# Required task A
Return every line of the records that contains the string "right".

# Text
::::

There is only one word I can think of to describe Zionism’s influence. Awesome.

So why is it, how can it be, that Zionism today is in trouble and vulnerable?

For the Zionist state to become a permanent implant in the Arab heartland, it was necessary, absolutely essential, for the Palestine file to remain closed – i.e. after it was closed by Zionism’s fait accompli in 1948/49. The point being that if it was ever re-opened by a regeneration of Palestinian nationalism, the governments of the world and the major powers in particular would find it extremely difficult to avoid supporting the Palestinian claim for justice, even though doing so could, almost certainly would, put them on course for a confrontation with Zionism at some point.

It the context above it can be said that Arafat’s real crime was causing the Palestine file to be re-opened. And that’s why he had to be demonised and destroyed.

The truth of history as opposed to Zionism’s mythology is that with the arguable exception of Syria, which plotted to possess and play the Palestinian card for its own ends, not even the Arab regimes wanted the Palestine file to be re-opened. It was, in fact, the frontline Arab states – Eygpt, Jordan and Lebanon – which made the first attempt to strangle the child of regenerating Palestinian nationalism, Arafat’s Fatah, at birth. Eygpt’s President Nasser, the frontline Arab leader, was not stupid. Though he could never say so in public, he understood, as in fact all Arab leaders understood, that fighting Israel to liberate Palestine was not an option, because the fight would be not only with Israel but with its American sponsor. (As Avi Shlaim documented with the help of declassified Israeli state documents and Moshe Sharett’s diaries, Nasser, actually, was for an accommodation with Israel. And as I revealed, it was Nasser who persuaded Arafat that he had to accept the reality of Israel’s existence in more or less its pre-1967 borders if he was to obtain Arab regime and international backing for his cause).

Arafat was never less than completely aware that, despite their rhetoric to the contrary, all Arab leaders had not wanted there to be a regeneration of Palestinian nationalism, and that the more he (and others) made it happen, the more they loathed and feared him. He also knew that most Arab leaders would sell him down the river if they could.

  • During one of our many conversations for my book about him and his struggle, Arafat let slip his innermost thoughts on the matter in a very graphic way. “Being the Chairman of the PLO”, he said, “is like being the only male customer in a brothel of 22 whores.” I quoted him in my book and the first time I saw him after its publication he exploded with rage, enabling me to understand for the first time why most of his leadership colleagues and all of his aides were terrified of his terrible tempter and intimidated by it. “You have made for me big troubles!” he screamed. When he had calmed down I said: “Abu Ammar, you did say it to me and we both know it’s true.” Eventually he said: “You should not have quoted me. You should have said it was your understanding of my thinking and I could have said you were wrong. Now I can’t deny I said it.”

::::

Excerpts from segmentation records
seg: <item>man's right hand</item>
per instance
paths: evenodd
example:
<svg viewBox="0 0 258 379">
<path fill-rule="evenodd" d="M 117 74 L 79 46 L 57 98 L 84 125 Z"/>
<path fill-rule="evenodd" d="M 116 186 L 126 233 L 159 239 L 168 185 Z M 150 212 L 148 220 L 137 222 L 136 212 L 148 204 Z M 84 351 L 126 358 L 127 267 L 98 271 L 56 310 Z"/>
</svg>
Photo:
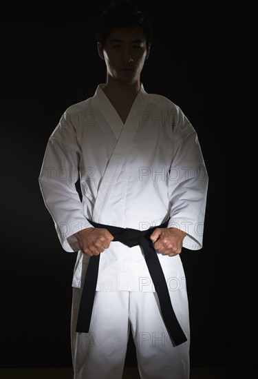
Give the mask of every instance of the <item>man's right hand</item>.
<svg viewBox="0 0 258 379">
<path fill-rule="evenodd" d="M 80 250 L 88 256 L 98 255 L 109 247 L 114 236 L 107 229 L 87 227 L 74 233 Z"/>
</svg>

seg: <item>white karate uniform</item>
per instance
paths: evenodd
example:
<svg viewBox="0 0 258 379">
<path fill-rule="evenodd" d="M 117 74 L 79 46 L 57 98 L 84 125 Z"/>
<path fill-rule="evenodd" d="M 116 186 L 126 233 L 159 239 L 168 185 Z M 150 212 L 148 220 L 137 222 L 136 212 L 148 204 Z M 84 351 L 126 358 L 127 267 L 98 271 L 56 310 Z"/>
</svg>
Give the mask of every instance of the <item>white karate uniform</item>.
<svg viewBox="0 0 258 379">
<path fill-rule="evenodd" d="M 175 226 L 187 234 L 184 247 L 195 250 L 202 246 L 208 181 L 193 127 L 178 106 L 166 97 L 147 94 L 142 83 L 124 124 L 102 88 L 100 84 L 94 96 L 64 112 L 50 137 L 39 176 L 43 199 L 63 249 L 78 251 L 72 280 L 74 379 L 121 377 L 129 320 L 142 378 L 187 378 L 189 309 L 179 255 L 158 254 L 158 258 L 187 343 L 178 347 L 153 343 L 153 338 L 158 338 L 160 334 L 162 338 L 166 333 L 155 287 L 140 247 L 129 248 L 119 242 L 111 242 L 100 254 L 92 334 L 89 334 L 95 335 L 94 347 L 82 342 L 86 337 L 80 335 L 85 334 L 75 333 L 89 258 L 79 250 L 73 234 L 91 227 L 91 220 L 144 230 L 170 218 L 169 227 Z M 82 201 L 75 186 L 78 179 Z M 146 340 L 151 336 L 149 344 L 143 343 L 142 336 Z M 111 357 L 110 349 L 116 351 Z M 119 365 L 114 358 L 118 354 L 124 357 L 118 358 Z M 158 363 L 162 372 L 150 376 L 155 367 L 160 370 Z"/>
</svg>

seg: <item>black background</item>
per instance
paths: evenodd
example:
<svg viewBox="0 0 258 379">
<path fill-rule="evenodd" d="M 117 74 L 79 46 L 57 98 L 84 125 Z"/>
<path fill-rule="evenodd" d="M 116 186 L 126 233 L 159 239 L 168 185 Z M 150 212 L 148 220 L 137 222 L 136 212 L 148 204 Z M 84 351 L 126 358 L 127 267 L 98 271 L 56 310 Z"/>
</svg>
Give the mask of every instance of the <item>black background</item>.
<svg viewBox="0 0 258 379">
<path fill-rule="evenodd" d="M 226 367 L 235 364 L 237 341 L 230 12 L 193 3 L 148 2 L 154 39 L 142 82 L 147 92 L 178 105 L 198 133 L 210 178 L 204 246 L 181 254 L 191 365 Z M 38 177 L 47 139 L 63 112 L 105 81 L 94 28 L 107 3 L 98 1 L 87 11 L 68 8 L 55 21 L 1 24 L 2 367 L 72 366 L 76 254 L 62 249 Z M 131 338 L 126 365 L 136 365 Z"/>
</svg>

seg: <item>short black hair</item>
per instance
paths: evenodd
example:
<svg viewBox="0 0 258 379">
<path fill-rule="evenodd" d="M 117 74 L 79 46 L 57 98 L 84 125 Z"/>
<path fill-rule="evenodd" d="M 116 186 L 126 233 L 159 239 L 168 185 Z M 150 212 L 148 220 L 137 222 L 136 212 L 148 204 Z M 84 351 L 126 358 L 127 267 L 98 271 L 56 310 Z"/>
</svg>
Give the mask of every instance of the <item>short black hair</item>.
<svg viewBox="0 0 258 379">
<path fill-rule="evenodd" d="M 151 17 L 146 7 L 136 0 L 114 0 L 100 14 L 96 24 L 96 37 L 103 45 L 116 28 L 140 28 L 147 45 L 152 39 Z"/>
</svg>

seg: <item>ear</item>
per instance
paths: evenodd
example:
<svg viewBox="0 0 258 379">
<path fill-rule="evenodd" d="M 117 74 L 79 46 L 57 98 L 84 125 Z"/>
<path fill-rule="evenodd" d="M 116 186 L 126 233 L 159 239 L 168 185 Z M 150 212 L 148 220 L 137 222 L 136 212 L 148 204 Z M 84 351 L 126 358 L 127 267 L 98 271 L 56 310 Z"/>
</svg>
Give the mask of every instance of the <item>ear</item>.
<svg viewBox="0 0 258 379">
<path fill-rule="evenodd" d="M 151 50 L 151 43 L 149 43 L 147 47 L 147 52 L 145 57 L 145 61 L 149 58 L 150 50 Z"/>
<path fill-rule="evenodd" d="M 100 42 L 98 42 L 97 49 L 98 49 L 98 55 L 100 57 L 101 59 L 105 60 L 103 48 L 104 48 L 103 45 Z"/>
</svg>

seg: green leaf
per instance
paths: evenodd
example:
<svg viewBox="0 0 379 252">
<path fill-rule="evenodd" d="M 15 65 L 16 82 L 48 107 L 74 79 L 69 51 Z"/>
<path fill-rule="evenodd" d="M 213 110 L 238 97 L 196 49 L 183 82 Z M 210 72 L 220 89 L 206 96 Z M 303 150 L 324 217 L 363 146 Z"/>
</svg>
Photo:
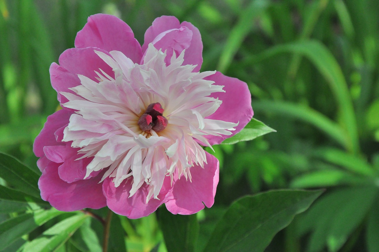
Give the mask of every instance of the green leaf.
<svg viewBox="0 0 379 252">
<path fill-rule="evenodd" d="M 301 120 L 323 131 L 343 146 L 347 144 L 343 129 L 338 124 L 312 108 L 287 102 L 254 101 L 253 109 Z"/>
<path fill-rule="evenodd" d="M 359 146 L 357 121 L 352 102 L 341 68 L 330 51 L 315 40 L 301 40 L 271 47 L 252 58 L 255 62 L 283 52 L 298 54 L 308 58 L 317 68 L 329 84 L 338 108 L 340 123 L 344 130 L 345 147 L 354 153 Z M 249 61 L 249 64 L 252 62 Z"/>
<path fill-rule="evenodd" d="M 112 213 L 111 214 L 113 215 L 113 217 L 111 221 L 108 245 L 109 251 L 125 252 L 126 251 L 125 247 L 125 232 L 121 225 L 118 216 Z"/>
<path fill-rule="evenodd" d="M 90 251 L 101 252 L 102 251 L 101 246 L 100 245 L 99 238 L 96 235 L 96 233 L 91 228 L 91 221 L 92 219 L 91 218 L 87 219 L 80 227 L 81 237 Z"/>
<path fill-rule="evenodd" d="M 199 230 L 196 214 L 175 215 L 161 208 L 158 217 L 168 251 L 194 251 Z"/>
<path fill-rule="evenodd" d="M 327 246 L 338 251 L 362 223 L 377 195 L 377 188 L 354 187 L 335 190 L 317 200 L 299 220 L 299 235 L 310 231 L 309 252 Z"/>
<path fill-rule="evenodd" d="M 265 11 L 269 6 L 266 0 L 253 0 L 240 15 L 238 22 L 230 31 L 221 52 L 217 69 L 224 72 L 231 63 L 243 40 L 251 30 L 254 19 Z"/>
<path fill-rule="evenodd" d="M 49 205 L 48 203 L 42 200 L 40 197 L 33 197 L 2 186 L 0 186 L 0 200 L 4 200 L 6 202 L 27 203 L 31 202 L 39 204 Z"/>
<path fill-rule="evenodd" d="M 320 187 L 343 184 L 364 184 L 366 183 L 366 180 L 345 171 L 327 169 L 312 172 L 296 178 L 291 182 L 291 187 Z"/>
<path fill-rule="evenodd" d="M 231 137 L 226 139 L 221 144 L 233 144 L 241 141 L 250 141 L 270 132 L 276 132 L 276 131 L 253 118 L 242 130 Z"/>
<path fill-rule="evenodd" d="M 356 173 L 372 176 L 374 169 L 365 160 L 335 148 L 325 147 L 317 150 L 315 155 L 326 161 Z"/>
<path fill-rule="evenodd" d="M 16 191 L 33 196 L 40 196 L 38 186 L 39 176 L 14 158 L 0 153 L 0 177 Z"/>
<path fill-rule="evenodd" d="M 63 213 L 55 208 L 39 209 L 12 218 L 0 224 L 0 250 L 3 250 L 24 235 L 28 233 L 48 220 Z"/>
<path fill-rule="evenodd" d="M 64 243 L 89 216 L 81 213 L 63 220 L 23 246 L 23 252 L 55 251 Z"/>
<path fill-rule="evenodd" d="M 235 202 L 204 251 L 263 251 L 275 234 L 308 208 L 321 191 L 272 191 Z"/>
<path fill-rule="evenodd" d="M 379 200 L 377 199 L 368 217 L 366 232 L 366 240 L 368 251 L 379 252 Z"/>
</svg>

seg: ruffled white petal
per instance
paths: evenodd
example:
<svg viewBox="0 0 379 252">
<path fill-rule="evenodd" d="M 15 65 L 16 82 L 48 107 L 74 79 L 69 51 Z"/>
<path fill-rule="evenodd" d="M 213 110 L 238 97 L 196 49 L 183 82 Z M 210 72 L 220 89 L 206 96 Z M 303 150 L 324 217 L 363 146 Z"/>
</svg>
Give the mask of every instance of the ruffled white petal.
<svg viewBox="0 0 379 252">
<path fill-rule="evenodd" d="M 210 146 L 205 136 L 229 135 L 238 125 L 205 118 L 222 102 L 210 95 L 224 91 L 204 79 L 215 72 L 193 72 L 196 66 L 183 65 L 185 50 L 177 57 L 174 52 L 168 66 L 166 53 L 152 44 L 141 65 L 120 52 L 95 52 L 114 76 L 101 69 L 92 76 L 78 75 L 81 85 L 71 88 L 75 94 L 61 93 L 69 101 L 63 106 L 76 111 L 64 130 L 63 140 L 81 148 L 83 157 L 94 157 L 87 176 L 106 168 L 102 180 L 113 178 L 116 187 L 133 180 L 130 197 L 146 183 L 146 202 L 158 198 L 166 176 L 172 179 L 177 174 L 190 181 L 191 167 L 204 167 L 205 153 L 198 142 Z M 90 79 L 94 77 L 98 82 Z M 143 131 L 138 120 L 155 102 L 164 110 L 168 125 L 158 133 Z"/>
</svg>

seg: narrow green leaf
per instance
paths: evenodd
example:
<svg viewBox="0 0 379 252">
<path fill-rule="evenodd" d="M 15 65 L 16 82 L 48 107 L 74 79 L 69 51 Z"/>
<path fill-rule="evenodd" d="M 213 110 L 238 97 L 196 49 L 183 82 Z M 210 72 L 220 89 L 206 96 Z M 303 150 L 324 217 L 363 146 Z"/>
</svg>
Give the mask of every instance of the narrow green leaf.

::::

# Required task B
In the passage on Zionism, why did Nasser and the other Arab leaders understand that fighting Israel to liberate Palestine was not an option? Answer in one to three sentences.

# Expected answer A
seg: <item>man's right hand</item>
Give the mask of every instance of the <item>man's right hand</item>.

# Expected answer B
They understood that the fight would be not only with Israel but also with its American sponsor.